┌────────

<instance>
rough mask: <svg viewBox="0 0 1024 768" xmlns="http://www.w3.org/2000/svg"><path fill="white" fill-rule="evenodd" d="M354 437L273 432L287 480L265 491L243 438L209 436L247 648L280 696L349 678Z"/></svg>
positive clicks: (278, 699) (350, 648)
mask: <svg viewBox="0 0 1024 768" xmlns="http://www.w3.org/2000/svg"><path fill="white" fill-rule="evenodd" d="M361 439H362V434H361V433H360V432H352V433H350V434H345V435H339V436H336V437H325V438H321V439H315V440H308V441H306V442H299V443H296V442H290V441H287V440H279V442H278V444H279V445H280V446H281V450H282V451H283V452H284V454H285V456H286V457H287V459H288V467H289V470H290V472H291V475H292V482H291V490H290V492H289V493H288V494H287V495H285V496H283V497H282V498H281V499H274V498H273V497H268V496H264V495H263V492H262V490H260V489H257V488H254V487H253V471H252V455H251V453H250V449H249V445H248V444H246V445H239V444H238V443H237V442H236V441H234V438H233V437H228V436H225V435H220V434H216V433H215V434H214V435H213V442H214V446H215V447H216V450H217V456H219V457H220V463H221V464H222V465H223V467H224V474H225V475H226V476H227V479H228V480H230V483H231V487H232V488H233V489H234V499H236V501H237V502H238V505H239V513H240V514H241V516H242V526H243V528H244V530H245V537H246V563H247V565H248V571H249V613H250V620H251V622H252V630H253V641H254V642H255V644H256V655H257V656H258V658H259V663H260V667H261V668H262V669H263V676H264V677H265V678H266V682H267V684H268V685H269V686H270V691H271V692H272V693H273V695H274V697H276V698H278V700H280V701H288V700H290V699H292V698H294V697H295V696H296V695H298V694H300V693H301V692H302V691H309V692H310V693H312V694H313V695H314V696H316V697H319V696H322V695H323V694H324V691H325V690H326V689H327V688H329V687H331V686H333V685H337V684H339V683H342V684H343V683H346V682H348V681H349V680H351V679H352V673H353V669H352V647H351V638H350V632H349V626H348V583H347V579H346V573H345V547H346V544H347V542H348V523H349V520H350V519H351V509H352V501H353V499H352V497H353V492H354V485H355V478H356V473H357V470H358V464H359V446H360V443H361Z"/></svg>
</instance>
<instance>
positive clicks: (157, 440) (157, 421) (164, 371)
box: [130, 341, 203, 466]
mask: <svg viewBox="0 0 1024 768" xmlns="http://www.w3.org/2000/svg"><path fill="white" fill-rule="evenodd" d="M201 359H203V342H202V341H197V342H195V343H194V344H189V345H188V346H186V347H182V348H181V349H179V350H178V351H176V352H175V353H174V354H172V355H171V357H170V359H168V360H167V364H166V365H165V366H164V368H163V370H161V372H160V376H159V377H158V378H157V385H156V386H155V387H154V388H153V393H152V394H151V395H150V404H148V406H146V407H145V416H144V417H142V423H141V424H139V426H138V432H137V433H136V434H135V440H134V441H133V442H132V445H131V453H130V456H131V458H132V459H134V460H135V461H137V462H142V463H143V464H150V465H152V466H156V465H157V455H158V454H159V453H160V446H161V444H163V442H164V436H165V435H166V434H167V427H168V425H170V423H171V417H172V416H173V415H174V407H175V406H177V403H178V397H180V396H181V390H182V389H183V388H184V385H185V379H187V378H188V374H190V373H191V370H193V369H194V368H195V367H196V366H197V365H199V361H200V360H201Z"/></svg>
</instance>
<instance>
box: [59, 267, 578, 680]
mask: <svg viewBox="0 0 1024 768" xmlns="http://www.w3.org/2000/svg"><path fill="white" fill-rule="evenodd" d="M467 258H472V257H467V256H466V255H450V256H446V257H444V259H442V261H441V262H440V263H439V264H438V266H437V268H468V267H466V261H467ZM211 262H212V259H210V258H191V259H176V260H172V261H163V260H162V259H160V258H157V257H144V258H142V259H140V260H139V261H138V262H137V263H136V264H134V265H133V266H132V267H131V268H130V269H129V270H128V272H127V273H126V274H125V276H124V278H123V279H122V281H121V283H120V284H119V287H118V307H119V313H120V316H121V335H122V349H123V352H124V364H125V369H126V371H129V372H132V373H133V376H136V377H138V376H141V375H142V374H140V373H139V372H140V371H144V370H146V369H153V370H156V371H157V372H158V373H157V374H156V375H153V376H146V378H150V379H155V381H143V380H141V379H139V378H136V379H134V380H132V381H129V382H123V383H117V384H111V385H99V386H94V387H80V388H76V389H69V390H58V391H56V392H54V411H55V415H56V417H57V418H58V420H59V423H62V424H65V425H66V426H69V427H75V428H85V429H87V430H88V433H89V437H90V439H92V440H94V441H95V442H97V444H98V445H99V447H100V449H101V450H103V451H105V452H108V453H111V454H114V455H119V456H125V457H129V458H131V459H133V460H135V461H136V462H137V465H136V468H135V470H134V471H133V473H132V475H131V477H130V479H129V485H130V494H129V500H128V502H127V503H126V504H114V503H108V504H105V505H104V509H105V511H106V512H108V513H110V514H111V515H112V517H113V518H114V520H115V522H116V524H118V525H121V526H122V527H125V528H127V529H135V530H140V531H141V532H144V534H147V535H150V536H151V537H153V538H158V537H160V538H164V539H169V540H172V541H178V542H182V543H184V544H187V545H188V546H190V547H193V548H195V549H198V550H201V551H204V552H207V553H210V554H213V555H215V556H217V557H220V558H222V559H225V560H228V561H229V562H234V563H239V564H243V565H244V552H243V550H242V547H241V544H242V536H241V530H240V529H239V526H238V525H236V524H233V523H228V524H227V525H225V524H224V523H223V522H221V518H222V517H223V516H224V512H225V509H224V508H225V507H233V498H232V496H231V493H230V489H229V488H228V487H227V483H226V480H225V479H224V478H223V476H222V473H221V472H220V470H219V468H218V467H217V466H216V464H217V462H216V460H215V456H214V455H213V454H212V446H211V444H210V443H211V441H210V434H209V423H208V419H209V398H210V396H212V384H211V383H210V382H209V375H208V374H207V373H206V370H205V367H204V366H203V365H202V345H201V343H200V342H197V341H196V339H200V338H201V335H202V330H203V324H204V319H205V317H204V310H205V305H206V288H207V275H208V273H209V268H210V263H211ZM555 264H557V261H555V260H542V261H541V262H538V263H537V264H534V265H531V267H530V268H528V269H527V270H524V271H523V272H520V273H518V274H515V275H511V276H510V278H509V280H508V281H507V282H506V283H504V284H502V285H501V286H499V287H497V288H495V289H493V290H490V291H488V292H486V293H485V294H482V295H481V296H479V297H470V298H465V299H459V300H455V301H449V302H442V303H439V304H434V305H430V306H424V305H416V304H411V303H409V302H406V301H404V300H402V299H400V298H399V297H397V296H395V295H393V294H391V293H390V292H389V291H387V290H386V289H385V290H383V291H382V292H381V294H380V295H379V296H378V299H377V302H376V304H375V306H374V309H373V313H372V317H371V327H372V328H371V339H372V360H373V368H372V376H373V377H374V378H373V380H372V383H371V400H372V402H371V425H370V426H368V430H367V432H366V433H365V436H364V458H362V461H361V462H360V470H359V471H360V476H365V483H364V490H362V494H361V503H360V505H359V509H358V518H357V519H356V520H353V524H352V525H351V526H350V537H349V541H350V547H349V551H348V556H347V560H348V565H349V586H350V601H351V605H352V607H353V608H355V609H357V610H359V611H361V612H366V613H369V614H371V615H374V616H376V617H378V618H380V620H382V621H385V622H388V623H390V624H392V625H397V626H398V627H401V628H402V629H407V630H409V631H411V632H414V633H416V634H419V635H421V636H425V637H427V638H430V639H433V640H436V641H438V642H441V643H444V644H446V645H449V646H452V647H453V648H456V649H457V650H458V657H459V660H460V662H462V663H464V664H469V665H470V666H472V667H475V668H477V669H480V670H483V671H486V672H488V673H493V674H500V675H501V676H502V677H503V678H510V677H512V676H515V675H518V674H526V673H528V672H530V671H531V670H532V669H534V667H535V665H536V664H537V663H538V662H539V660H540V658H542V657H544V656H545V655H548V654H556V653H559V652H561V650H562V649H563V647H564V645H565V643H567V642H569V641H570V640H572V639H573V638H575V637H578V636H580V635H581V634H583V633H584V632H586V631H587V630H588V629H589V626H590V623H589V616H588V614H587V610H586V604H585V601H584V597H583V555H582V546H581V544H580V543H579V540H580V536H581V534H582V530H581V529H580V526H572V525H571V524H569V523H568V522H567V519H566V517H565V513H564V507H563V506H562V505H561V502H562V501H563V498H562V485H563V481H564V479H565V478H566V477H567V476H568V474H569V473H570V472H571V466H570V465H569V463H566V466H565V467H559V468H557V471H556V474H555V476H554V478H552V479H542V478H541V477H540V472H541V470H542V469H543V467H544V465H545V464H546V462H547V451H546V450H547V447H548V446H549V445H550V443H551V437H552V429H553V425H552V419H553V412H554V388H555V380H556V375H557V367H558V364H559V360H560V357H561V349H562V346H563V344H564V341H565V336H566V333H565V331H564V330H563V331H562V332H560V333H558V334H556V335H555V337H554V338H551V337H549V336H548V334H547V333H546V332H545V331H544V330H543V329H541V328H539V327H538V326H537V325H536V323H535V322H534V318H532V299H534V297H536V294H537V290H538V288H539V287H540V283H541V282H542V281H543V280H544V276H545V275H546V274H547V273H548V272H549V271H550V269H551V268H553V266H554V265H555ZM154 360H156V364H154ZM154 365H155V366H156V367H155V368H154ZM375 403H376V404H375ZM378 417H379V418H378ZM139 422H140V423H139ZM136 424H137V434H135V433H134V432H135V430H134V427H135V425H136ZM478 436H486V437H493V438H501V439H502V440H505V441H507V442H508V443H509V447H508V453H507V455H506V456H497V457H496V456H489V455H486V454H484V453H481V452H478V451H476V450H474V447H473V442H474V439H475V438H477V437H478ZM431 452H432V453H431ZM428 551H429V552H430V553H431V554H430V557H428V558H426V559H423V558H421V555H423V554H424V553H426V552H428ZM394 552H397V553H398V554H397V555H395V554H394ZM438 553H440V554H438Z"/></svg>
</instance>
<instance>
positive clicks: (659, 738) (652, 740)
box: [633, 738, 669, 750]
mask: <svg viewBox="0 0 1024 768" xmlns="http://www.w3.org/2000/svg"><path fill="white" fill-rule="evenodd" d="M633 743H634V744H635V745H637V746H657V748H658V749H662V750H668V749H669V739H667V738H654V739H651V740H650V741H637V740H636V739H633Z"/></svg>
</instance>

└────────

Whenever the word "clicks" shows up in a line of the entries above, copy that line.

positive clicks: (278, 699) (350, 648)
positive clicks: (157, 440) (157, 421) (164, 371)
positive clicks: (659, 738) (652, 740)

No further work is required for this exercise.